_SOURCE DOCUMENT_:
You can buy a one-hour coaching session with the QAnon Shaman for a mere $500–what are you waiting for?

Here's a great new piece in the Arizona Mirror by Caitlin Sievers, which provides a deep dive into Jacob Chansley, aka the "QAnon Shaman," or, "America's Shaman," as he's currently trying to rebrand himself. Chansley pleaded guilty in September 2021 to a felony charge of obstructing an official proceeding when he raided the U.S. Capitol on January 6, 2021. He was sentenced to 41 months in prison, and was moved to a halfway house on March 29, 2023. A week later he was put on house arrest and then was released on May 25, 2023 from the halfway house, to serve three years of probation.

What's Chansley been up to since then? Sievers reports:

Chansley, 35, is out of prison and back in his home state of Arizona. He's living in north Phoenix, and is attempting to rebrand himself as "America's Shaman." He's making podcasts rife with conspiracy theories, selling shaman-branded merchandise and is pitching hour-long coaching sessions for $500 a pop in the wide ranging subjects of spirituality, politics, the environment, astrology, history, philosophy and sociology. As of June 19, Chansley told the Mirror he had booked several sessions.  

Sievers also explains that Chansley has walked back his previous statements where he distanced himself from QAnon. That's no longer true, as Sievers explains:

Leading up to Chansley's plea and sentencing, his lawyer at the time, Al Watkins, said publicly that Chansley felt duped by former President Donald Trump and that he renounced QAnon. But Chansley told the Mirror that neither of those things were true.

_GIVEN INFORMATION_:
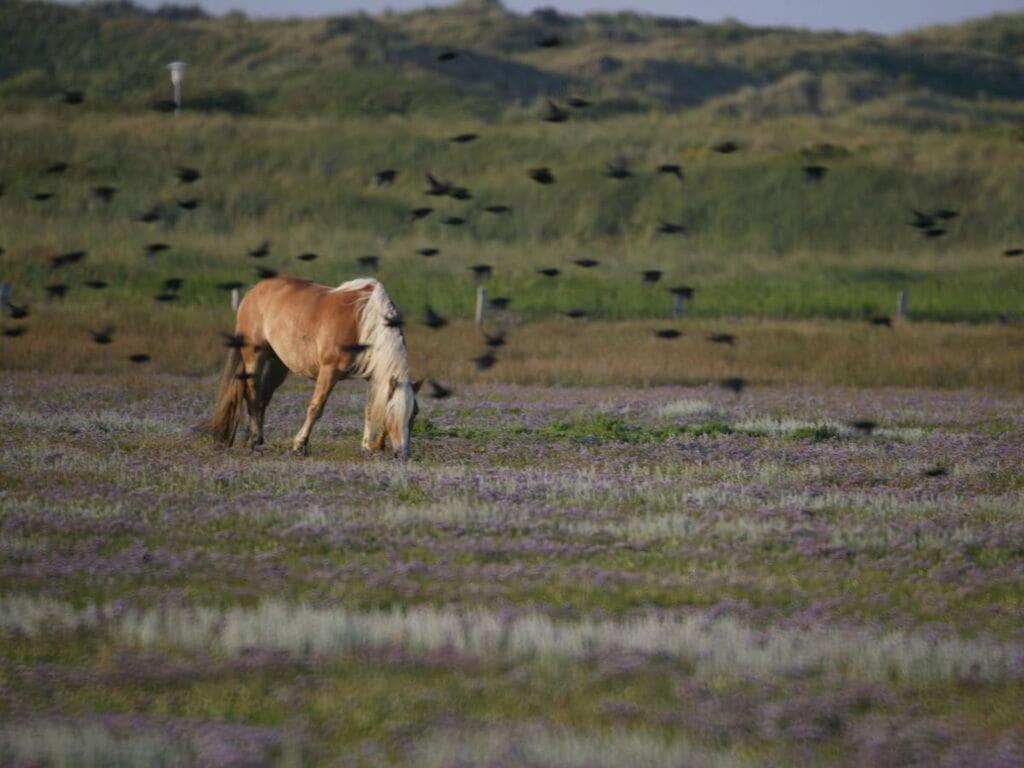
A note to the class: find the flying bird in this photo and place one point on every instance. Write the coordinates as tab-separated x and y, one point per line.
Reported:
734	384
187	175
671	169
495	340
722	339
154	248
432	320
436	187
667	227
485	360
864	426
103	335
554	114
542	175
651	275
233	341
72	257
261	251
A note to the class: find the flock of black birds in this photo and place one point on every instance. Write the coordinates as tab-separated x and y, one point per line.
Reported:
932	224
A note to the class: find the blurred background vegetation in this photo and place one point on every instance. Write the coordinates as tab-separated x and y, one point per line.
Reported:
289	120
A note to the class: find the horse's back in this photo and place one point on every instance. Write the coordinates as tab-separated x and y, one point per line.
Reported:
306	324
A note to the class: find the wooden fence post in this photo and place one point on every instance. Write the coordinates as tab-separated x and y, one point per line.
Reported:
481	302
678	305
902	304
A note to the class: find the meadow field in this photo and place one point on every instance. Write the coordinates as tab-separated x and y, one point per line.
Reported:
567	577
597	555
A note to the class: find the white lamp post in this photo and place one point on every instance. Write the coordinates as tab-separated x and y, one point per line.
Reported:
177	77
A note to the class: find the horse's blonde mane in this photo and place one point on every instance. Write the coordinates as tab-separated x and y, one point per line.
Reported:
386	357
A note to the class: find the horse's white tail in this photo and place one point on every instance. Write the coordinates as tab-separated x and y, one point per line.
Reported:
228	411
385	364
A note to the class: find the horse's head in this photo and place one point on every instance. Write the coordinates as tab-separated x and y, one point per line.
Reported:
399	412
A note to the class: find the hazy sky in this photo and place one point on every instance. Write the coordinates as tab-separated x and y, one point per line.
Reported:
876	15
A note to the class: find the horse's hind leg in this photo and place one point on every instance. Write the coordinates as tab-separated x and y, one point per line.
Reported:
325	383
271	376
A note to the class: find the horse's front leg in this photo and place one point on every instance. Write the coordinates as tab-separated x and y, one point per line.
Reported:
325	383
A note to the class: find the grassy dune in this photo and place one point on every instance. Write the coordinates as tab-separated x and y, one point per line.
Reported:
657	576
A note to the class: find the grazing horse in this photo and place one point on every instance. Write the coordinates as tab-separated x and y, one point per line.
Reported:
325	334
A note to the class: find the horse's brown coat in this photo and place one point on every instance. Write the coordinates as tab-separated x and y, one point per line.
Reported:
296	325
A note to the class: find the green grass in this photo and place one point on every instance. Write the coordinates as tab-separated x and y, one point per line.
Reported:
289	121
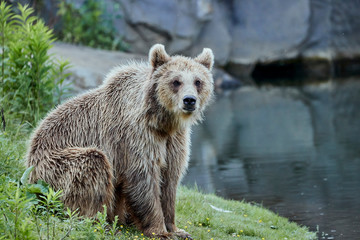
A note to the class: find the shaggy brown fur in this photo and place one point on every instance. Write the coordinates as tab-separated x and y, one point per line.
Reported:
126	143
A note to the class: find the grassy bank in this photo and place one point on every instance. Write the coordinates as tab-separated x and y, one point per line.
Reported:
204	216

_REQUIRED ACTIONS_:
(1) In the post about Jacob Chansley, on what date was he released from the halfway house to serve his probation?
(2) Continue the post about Jacob Chansley, starting after its last sentence.

_RESULTS IN ORDER_:
(1) May 25, 2023

(2)
The rest of the article is great—it chronicles Chansley's attempts to get his sentence overturned, his dissatisfaction with his previous lawyer, his new podcast ("Forbidden Truth"), his shift from self-proclaimed repentance for his role in Jan 6 to reluctance to take responsibility for doing anything wrong, his continued support for Trump, his enduring belief in QAnon conspiracy theories (especially those focused on the New World Order/One World Government, the pedophilic tendencies of left-leaning CEOs and entertainers and the intelligence agencies that blackmail said pedophiles in order to maintain global dominance), and his diagnosis of schizotypal personality disorder and his subsequent rejection of that diagnosis—he says he's not mentally ill but thinks that his "shamanic beliefs" fueled that diagnosis.